◆ **ASSIGNMENT**: The full set of entries below must be returned exactly as shown.

◆ **EXERCISE DATA**:
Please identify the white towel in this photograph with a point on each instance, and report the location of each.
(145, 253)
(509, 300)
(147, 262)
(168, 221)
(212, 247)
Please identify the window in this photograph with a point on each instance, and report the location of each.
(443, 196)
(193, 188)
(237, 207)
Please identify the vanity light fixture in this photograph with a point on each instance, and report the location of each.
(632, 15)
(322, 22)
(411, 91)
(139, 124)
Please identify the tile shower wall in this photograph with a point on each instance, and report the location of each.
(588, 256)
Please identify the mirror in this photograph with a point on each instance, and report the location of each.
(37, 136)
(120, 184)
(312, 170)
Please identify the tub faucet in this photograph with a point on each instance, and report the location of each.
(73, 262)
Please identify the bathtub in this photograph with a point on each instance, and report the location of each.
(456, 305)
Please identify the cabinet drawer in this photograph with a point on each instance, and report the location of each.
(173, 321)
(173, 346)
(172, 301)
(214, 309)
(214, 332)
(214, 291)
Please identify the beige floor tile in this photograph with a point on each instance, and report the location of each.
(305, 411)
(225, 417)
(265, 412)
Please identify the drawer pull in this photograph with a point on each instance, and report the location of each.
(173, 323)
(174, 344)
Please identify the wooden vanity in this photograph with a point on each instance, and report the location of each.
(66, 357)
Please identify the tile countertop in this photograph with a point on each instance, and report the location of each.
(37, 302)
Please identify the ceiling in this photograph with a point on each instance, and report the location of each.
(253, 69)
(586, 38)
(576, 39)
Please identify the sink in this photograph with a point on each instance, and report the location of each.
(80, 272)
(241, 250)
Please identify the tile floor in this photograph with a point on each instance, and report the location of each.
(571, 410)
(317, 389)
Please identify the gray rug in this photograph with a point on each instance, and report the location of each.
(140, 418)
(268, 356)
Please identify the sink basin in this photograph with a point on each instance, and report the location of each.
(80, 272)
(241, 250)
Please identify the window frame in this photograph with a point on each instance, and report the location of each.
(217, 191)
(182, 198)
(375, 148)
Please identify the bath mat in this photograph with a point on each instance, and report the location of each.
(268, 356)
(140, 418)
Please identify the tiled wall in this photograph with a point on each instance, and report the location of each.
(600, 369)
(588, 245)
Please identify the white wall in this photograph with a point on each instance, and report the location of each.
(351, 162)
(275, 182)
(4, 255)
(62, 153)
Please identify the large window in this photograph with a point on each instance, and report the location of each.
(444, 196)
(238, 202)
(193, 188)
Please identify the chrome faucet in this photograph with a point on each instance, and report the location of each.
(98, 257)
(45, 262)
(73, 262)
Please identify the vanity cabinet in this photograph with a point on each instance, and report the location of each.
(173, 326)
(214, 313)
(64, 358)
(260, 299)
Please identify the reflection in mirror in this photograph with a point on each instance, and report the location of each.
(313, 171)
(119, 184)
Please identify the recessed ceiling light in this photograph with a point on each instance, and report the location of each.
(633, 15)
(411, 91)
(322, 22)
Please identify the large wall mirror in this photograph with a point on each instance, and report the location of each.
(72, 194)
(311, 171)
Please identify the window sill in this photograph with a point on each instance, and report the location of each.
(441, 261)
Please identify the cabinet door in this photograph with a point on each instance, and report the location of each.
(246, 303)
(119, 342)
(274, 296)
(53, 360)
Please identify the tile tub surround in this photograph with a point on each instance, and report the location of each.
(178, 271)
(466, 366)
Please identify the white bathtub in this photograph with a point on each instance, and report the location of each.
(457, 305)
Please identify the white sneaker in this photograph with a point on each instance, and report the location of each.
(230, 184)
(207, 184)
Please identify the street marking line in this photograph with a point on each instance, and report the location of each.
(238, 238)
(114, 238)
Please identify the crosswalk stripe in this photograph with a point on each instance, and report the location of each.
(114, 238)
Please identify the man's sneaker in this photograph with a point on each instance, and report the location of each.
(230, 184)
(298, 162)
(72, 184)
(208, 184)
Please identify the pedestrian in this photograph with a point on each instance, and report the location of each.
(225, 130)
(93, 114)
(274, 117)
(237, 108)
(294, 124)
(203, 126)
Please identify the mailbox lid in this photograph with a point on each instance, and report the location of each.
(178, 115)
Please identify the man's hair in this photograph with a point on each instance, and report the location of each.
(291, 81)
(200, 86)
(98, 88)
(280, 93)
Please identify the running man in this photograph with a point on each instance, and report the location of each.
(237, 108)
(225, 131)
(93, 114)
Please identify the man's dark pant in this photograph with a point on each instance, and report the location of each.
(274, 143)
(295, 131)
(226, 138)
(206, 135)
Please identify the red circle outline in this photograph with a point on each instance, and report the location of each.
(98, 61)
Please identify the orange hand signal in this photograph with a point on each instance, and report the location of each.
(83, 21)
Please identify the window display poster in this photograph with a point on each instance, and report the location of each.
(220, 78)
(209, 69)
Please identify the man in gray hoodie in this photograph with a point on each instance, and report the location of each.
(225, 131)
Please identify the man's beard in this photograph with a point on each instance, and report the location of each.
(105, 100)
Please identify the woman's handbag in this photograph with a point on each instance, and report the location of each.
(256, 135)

◆ **ANSWER SECTION**:
Please identify the white towel in this photograph with a point on each instance, and report the location of each.
(145, 253)
(509, 300)
(147, 262)
(168, 221)
(212, 247)
Please identify the window in this photograph with a point on each instance, and report the location of each.
(443, 196)
(193, 188)
(237, 207)
Please identify the vanity light fixture in this photograph with a point on each instance, and report the location of each.
(632, 15)
(322, 22)
(411, 91)
(139, 124)
Please identify the tile shower wall in this photograph with a point on each instance, and report the location of each.
(588, 256)
Please identify the mirror in this photograph with a point on each instance, and report the location of each.
(37, 136)
(120, 184)
(312, 170)
Please identify the tub faucet in this photograph with a point on each instance, and report the location of each.
(73, 262)
Please identify the bathtub in this photograph with a point on each instance, and report the location of each.
(456, 305)
Please identify the cabinet drawer in this photograph with a point on each instance, and report the location of each.
(173, 321)
(173, 346)
(172, 301)
(214, 309)
(214, 332)
(214, 291)
Please identify the beige floor tile in this photograph with a point on each instance, and report the location of each.
(305, 411)
(225, 417)
(265, 412)
Please identify the drawer pull in this photograph with a point on each instance, and report the location of each.
(173, 323)
(174, 344)
Please identify the wooden vanity in this photograph with a point on each instance, and report the location of each.
(66, 357)
Please identify the tile countertop in this photograph with a point on each instance, and report the location of each.
(37, 302)
Please identify the ceiling in this photograph with a point on each instance, and report the location of each.
(253, 69)
(586, 38)
(576, 39)
Please identify the sink in this photograph with a point on each instance, and report the location of each.
(80, 272)
(241, 250)
Please identify the tile floor in this photograph with a point on each instance, and report the location of each.
(571, 410)
(317, 389)
Please identify the gray rug in this photograph with a point on each instance, and report the location of each.
(140, 418)
(268, 356)
Please identify the sink basin in this photograph with a point on each instance, and report the location of each.
(80, 272)
(241, 250)
Please identify the window frame in this photograph with a point on each instance, and report the location of each.
(217, 191)
(182, 198)
(375, 148)
Please identify the bath mat in this photograph with a point on each instance, and report the location of each.
(268, 356)
(140, 418)
Please identify the tiled wall in this photograph with a point on each instance, and report the location of each.
(600, 369)
(588, 245)
Please identify the white wall in this photograph with a point on each instance, and report the location of each.
(351, 162)
(275, 182)
(4, 255)
(62, 153)
Please identify the large window in this photograph with a point on each instance, and report the location of each.
(444, 196)
(238, 202)
(193, 188)
Please identify the chrome faucet in this photograph with a point on each instance, and report the location of each.
(98, 257)
(45, 262)
(73, 262)
Please identify the vanity cabinet in this photograph with a point on each instance, and report the location of each.
(173, 326)
(214, 313)
(64, 358)
(260, 299)
Please identify the reflection in mirror in this photograph with a point on each instance, and report the location of each.
(313, 171)
(119, 184)
Please identify the recessed ceiling light in this photograph with a point on each instance, and report the location of each.
(633, 15)
(411, 91)
(322, 22)
Please identify the large wall mirror in this photograph with a point on each instance, and report the location of each.
(72, 194)
(311, 171)
Please identify the window sill in this photograph with a point on each instance, and report the location of each.
(441, 261)
Please identify the cabinet door in this photograph with a point on each instance, and report the location of each.
(246, 303)
(119, 342)
(274, 296)
(53, 360)
Please identify the tile tub surround in this photograph with a point on each instance, and report the location of each.
(178, 271)
(466, 366)
Please identify the white bathtub in this photograph with a point on each instance, and report the location of each.
(457, 305)
Please identify the white sneaker in this photograph with a point on each instance, and report the location of each.
(230, 184)
(207, 184)
Please identify the street marking line in this photograph with a point on each instance, and report the location of each.
(238, 238)
(114, 238)
Please identify the crosswalk stripe in this photograph with a point on each instance, and report the location of each.
(114, 238)
Please identify the man's sneaker in this photograph with a point on each instance, and report the location of each.
(230, 184)
(298, 162)
(72, 184)
(208, 184)
Please identify the pedestrian in this photograph with a point on each instance, and report the location of each.
(225, 130)
(93, 114)
(274, 117)
(237, 108)
(294, 124)
(203, 126)
Please identify the mailbox lid in this photograph with a point on each instance, and report the location of each.
(178, 115)
Please identify the man's hair in this photograph with a point on each instance, and report the location of each.
(291, 81)
(200, 86)
(98, 88)
(280, 93)
Please identify the running man in this photograph with a point on each instance, and report the location of each.
(237, 108)
(225, 131)
(93, 114)
Please identify the man's dark pant in this photograph with a point on each instance, and report the location of each.
(274, 143)
(295, 131)
(226, 138)
(206, 135)
Please identify the red circle outline in this photograph with a point on each instance, and report the location of each.
(98, 61)
Please identify the orange hand signal in this photograph with a point on each instance, and report the location of each.
(83, 21)
Please identify the window display poster in this photograph with a point on each instance, and report the location of each.
(220, 78)
(209, 69)
Please identify the man in gray hoodie in this photograph with a point on each instance, and report the location of each.
(225, 131)
Please identify the man's beard in this photograph with a point on each instance, and report the location of each.
(105, 100)
Please identify the woman's handbag in this photograph with a point on each instance, and report the location of each.
(256, 135)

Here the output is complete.